— PROBLEM DETAILS —
Could you reproduce, word for word, the stretch of the massage and autism article from "Massage and Autism Spectrum" through "does it work?"?

— PASSAGE SHOWN —
Massage and Autism Spectrum Disorder By Miley Flowers, LMP
For individuals and parents of children experiencing Autism Spectrum Disorder (ASD), it’s not uncommon to experience an aversion to touch, sensory processing differences and difficulties with connecting socially. Research is showing that massage can be helpful in working through some of these concerns that arise with Autism Spectrum Disorder (ASD).
Massage and Autism: How does it work?
1 in 68 children are diagnosed with ASD. That’s a huge increase from several years ago and the number continues to grow. With this increase comes the need for a broader range of treatments. Traditionally, physical therapy, occupational therapy, ABA, and Cognitive Behavioral Therapy have been the go-to treatments for ASD. While these will continue to be valuable modalities to turn to, massage therapy is gaining traction as yet another option and research is backing it up as a valid and successful way to treat some of the symptoms associated with ASD. Here’s how it works:
When the tactile system is immature and working improperly, abnormal neural signals are sent to the cortex in the brain which can interfere with other brain processes. This type of over-stimulation in the brain can make it difficult for an individual to organize one’s behavior and concentrate and may lead to a negative emotional response to touch sensations. Usually, this sensitivity to touch is from light touch and therefore a deeper pressure can have quite the opposite effect and actually be soothing for someone with ASD. This deep touch can alleviate multiple symptoms including poor language skills, distractibility, hyperactivity, and the inability to accept changes in their environment, which may result in frustration, aggression, or complete withdrawal.

— DATASET RECORDS —
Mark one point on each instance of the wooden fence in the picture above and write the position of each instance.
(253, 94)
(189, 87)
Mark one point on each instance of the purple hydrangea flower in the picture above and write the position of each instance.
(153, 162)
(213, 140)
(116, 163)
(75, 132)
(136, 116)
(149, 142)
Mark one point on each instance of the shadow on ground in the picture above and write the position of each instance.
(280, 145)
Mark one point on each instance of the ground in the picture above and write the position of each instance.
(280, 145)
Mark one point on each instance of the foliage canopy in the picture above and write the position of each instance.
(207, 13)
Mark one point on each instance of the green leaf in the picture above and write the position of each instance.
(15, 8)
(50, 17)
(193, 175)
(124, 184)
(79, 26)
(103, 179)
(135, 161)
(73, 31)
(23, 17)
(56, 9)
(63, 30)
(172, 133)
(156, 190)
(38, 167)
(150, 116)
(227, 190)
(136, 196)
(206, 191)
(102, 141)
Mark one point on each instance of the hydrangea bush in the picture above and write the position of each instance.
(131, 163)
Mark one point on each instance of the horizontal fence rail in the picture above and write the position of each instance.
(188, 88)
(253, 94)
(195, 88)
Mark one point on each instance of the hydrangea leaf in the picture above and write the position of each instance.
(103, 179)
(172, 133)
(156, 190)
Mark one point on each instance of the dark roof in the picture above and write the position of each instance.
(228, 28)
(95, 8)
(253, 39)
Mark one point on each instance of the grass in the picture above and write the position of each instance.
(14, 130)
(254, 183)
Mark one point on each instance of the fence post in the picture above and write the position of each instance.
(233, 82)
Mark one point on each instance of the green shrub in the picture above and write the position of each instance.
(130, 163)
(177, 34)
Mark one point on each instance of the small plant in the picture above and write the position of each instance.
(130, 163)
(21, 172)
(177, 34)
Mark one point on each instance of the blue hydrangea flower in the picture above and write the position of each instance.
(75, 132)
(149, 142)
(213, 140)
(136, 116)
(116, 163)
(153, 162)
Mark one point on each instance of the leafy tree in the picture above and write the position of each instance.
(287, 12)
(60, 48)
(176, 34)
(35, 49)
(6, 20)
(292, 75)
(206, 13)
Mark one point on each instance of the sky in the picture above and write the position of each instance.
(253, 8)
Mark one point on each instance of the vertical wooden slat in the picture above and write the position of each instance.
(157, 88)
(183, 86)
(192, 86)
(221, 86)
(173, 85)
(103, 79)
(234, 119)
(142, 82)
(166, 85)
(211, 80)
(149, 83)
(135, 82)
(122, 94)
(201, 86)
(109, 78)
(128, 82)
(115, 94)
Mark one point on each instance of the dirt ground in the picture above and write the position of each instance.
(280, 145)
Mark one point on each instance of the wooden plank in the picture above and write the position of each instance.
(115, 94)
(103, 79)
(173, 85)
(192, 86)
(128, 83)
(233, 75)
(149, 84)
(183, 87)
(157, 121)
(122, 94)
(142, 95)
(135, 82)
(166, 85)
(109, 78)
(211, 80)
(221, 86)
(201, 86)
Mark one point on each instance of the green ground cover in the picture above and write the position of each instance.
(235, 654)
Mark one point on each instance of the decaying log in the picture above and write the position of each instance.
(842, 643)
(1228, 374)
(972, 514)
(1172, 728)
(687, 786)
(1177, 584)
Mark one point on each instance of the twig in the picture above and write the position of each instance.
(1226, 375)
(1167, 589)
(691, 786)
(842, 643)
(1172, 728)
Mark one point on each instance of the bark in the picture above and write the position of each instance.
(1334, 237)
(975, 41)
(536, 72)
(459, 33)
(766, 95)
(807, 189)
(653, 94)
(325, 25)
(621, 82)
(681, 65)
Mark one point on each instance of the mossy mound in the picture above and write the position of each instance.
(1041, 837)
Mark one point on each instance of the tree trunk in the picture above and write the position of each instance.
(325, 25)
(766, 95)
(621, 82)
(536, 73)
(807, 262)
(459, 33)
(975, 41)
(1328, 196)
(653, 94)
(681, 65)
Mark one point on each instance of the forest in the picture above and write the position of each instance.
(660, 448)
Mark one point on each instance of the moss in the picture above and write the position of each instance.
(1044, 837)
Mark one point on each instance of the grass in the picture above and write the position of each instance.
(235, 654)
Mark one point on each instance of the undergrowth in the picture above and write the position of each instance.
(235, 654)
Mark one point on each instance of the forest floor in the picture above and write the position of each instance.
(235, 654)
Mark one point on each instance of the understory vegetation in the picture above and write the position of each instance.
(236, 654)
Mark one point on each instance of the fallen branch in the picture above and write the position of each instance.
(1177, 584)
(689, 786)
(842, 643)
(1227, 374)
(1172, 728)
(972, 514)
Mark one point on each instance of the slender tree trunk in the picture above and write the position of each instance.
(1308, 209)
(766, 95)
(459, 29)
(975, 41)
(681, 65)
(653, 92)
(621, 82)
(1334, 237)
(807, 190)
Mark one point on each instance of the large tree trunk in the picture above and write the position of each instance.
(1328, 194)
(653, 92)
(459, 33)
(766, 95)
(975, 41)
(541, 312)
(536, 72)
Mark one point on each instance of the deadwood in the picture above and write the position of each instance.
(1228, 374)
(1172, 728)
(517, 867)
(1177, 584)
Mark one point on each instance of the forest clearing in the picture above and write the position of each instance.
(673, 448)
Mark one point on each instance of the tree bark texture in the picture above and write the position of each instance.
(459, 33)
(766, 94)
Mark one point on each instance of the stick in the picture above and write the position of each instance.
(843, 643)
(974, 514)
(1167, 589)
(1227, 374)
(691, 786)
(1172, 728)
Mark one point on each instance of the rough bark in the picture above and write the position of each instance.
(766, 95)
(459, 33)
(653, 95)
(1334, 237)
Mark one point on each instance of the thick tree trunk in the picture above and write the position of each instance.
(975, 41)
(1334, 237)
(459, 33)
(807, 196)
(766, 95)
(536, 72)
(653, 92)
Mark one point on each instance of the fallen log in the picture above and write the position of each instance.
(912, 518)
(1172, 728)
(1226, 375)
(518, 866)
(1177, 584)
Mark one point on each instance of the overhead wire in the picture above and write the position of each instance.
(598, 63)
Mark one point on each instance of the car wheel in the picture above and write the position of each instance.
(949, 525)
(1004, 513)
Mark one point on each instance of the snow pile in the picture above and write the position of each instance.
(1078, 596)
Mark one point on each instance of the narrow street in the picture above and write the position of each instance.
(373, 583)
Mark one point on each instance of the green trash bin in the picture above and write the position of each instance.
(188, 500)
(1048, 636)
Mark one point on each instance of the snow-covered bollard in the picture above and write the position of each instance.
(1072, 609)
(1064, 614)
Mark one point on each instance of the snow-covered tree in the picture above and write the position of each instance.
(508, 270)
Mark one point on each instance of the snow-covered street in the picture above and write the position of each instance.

— RESPONSE TO THE EXERCISE —
Massage and Autism Spectrum Disorder By Miley Flowers, LMP
For individuals and parents of children experiencing Autism Spectrum Disorder (ASD), it’s not uncommon to experience an aversion to touch, sensory processing differences and difficulties with connecting socially. Research is showing that massage can be helpful in working through some of these concerns that arise with Autism Spectrum Disorder (ASD).
Massage and Autism: How does it work?